Note the line where "Per instance of the octopus, set" appears in the data below; write it out exactly, along with every line that comes after it to the end.

[Point-per-instance localization data]
....

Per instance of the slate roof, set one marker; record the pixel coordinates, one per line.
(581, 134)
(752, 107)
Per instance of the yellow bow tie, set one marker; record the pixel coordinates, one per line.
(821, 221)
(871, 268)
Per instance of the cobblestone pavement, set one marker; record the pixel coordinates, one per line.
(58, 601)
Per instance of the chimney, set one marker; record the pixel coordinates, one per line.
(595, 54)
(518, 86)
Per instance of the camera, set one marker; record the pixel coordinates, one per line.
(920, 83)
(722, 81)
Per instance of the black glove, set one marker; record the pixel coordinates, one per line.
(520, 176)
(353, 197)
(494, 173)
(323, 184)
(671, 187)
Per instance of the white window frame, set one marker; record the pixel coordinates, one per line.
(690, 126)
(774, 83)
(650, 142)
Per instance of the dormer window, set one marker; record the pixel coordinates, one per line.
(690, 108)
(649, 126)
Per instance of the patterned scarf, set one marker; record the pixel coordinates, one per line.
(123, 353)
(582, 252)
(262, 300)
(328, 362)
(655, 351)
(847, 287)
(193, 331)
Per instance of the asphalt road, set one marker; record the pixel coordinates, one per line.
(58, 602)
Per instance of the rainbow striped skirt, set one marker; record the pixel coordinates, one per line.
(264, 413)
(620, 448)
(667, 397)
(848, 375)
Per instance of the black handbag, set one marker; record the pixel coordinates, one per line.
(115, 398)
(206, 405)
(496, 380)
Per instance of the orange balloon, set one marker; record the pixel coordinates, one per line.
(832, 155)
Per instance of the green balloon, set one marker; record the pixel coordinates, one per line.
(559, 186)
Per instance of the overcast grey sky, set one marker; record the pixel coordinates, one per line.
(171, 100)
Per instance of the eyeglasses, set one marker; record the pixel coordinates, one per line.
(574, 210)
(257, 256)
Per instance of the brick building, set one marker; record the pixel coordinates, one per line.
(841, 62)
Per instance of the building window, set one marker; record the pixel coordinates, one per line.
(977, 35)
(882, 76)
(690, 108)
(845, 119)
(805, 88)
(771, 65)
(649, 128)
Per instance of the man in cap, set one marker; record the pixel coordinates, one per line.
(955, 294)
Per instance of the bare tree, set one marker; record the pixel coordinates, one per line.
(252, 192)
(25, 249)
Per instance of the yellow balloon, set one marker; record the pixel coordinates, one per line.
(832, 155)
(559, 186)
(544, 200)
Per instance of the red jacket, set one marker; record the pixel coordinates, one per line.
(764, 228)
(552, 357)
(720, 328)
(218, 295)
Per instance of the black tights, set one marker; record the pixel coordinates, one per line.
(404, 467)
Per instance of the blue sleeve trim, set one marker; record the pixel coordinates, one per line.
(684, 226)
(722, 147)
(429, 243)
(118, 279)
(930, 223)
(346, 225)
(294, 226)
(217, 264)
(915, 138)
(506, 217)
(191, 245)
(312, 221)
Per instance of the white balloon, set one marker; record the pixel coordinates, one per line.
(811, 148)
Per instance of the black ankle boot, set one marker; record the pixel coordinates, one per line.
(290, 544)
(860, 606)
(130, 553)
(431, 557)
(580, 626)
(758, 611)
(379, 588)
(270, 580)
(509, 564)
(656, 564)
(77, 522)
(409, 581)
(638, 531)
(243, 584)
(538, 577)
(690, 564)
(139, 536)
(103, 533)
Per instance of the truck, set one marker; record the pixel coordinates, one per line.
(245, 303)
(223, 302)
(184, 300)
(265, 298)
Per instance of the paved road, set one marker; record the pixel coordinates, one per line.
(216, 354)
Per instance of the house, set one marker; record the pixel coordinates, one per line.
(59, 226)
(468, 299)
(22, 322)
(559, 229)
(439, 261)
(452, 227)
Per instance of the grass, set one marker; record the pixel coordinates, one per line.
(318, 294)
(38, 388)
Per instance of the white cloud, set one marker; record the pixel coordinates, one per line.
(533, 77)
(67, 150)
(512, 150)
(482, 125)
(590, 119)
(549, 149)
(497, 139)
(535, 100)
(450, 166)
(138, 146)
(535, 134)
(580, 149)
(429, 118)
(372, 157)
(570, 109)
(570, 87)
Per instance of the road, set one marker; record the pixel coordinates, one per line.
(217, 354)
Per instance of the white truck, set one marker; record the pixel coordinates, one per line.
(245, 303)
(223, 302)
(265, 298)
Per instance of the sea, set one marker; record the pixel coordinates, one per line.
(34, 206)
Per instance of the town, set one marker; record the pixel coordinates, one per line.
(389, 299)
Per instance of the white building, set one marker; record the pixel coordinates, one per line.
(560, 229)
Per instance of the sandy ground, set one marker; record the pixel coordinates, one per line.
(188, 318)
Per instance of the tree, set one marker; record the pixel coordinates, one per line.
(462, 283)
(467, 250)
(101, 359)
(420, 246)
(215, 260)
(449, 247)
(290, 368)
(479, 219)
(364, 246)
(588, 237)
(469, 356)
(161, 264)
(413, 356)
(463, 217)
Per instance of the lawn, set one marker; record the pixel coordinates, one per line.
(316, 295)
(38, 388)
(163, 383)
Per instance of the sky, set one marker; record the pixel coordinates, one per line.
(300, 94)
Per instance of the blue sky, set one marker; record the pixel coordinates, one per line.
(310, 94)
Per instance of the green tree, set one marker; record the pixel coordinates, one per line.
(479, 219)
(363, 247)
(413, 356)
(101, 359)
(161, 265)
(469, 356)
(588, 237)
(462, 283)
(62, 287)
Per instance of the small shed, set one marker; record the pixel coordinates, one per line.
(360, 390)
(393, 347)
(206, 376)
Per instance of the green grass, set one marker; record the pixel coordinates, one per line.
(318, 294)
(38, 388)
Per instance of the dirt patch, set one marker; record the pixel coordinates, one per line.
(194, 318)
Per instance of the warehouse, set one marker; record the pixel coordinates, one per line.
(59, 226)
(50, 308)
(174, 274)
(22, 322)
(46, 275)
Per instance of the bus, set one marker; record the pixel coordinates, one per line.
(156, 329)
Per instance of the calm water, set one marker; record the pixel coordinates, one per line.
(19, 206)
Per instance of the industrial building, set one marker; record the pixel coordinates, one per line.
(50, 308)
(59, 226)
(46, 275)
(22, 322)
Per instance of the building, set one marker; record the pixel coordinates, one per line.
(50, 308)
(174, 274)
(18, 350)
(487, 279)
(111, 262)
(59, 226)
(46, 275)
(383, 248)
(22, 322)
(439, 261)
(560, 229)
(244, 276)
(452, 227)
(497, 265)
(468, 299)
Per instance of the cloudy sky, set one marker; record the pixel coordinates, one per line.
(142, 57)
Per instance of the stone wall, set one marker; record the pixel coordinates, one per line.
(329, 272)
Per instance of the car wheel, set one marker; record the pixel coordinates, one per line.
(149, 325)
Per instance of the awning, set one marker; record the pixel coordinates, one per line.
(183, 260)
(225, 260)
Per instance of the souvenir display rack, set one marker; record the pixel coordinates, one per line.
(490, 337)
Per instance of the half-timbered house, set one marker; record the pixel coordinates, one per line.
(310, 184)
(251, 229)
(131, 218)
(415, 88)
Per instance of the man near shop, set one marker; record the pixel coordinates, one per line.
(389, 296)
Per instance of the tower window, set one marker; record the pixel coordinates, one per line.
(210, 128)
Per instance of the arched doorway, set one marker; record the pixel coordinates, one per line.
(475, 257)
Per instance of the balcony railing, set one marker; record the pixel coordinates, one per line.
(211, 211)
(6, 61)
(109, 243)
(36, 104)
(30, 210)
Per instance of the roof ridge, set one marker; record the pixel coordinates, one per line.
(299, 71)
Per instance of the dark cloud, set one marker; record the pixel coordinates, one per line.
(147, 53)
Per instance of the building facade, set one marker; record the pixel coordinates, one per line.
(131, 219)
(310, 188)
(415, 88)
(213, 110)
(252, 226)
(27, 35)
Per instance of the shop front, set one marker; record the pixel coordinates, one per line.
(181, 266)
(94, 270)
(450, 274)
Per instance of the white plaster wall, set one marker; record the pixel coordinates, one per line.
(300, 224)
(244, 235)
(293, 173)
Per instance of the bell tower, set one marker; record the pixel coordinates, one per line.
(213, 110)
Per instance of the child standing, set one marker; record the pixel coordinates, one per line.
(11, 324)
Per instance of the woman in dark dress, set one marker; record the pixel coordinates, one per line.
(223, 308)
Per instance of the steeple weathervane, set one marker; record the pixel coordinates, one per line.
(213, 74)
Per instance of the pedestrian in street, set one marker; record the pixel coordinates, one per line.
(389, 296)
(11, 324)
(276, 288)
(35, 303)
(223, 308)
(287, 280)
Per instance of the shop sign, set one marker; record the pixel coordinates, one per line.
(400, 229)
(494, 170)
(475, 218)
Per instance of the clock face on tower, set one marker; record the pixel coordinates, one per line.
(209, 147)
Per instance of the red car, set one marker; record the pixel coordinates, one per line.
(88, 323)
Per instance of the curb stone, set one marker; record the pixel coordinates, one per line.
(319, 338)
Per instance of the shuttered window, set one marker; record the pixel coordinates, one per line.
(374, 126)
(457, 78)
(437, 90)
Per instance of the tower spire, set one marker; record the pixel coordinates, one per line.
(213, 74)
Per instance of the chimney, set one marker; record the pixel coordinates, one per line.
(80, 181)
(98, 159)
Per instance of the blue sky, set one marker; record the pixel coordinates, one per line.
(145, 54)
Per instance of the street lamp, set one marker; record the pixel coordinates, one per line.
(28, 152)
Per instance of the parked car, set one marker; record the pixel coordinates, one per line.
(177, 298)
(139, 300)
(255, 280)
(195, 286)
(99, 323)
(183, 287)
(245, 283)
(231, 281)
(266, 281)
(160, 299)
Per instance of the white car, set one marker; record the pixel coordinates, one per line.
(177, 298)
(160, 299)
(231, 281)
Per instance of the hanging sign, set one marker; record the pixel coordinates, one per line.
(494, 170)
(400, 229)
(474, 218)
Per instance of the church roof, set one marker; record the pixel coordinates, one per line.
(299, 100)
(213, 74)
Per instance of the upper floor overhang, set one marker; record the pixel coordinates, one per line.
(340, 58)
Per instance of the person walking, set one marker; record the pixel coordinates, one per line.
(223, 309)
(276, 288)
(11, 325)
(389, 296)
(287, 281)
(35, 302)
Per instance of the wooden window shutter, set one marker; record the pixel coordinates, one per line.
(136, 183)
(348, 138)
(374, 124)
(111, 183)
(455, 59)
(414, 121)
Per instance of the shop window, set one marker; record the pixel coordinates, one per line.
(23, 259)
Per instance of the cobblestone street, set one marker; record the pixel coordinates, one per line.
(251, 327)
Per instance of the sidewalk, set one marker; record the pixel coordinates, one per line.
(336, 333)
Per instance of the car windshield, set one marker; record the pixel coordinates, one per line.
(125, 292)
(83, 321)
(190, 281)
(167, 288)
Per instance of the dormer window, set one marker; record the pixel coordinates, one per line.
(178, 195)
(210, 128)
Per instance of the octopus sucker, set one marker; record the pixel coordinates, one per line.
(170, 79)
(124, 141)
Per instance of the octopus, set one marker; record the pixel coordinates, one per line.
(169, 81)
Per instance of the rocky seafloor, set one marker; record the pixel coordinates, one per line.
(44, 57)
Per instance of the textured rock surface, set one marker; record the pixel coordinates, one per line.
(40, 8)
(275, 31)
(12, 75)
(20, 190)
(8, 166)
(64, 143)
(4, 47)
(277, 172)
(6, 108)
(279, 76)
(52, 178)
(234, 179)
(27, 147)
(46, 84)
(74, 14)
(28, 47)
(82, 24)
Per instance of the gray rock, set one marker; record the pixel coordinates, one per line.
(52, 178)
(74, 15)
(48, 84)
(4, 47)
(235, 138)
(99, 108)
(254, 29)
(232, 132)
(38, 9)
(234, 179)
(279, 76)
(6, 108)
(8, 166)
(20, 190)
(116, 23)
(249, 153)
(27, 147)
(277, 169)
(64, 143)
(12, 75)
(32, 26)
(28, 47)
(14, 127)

....

SOLUTION FOR THIS TASK:
Per instance of the octopus, set one marker; record the pixel coordinates, one per line.
(169, 81)
Per instance of the rocky seafloor, set one marker; record the pixel coordinates, one per line.
(44, 57)
Per instance of the textured rock surface, set one marker; record the pixel coordinates, one per line.
(40, 8)
(275, 31)
(12, 75)
(20, 190)
(8, 166)
(64, 143)
(4, 47)
(277, 172)
(6, 108)
(279, 76)
(52, 178)
(234, 179)
(27, 147)
(46, 84)
(74, 14)
(28, 47)
(82, 24)
Per instance of the gray rock, set one marker; record the pixel coordinates, one per line.
(52, 178)
(74, 15)
(48, 84)
(4, 47)
(235, 138)
(99, 108)
(254, 29)
(232, 132)
(38, 9)
(234, 179)
(279, 76)
(6, 108)
(8, 166)
(20, 190)
(116, 23)
(249, 153)
(27, 147)
(277, 169)
(64, 143)
(12, 75)
(32, 26)
(28, 47)
(14, 127)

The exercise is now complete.